* _Short problem 1_:
For the text about the song "Be Good or Be Gone," decide whether each statement below agrees with it. Answer yes or no for each and quote the deciding words of the text. (a) The song was released on Bella Union. (b) Someone other than Fionn Regan produced the song. (c) The song is the closing track of The End of History.

Single by Fionn Regan

from the album The End of History
- B-side: "Ice Cap Lullaby"/"Getting Better"
- Released: 5 February 2006
- Recorded: 2005–2006
- Genre: Folk
- Length: 3:20
- Label: Bella Union
- Songwriter(s): Fionn Regan
- Producer(s): Fionn Regan

Fionn Regan singles chronology
| "Little Miss Drunk" (2002) | "Be Good or Be Gone" (2006) | "Protection Racket" (2009) |

= Be Good or Be Gone =

"Be Good or Be Gone" is a song by the Irish folk musician Fionn Regan. It is the opening track and lead single from Regan's debut studio album, The End of History, and was released on 5 February 2006 on Bella Union.

* _Given data_:
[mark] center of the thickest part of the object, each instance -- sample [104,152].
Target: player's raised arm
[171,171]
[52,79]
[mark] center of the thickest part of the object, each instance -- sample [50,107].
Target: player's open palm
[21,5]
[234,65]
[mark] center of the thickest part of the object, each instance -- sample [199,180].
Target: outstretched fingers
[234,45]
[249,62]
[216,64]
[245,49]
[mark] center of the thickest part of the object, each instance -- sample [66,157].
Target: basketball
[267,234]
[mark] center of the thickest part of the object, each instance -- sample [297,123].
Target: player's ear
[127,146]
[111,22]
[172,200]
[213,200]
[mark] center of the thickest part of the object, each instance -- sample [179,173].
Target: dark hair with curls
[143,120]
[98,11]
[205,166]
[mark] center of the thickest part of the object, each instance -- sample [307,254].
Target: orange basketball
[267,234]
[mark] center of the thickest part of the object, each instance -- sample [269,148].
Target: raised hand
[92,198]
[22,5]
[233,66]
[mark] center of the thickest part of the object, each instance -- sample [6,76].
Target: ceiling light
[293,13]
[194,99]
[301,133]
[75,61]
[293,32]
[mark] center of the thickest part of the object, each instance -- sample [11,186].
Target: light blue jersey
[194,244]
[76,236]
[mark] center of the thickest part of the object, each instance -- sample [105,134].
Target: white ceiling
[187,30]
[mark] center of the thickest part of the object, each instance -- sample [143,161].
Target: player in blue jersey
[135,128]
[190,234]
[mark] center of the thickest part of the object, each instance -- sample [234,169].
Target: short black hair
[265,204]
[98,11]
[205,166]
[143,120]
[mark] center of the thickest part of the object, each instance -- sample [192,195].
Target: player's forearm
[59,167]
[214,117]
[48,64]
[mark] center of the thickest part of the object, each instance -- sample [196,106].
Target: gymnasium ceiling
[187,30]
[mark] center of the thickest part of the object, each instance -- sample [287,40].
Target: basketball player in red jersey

* _Short problem 2_:
In the rows, substitute "shirt" for "jersey" from the line with "-- sample [143,161]." up to and including the last line of the rows. Write out those lines with every other part left unchanged.

* _Exercise answer 1_:
(a) Yes: "was released on 5 February 2006 on Bella Union"
(b) No: "Producer(s): Fionn Regan"
(c) No: "It is the opening track and lead single from Regan's debut studio album, The End of History"

* _Exercise answer 2_:
[mark] center of the thickest part of the object, each instance -- sample [143,161].
Target: player in blue shirt
[135,128]
[190,234]
[mark] center of the thickest part of the object, each instance -- sample [234,169].
Target: short black hair
[265,204]
[98,11]
[205,166]
[143,120]
[mark] center of the thickest part of the object, each instance -- sample [192,195].
Target: player's forearm
[59,167]
[214,117]
[48,64]
[mark] center of the thickest part of the object, each instance -- sample [196,106].
Target: gymnasium ceiling
[187,30]
[mark] center of the thickest part of the object, each instance -- sample [287,40].
Target: basketball player in red shirt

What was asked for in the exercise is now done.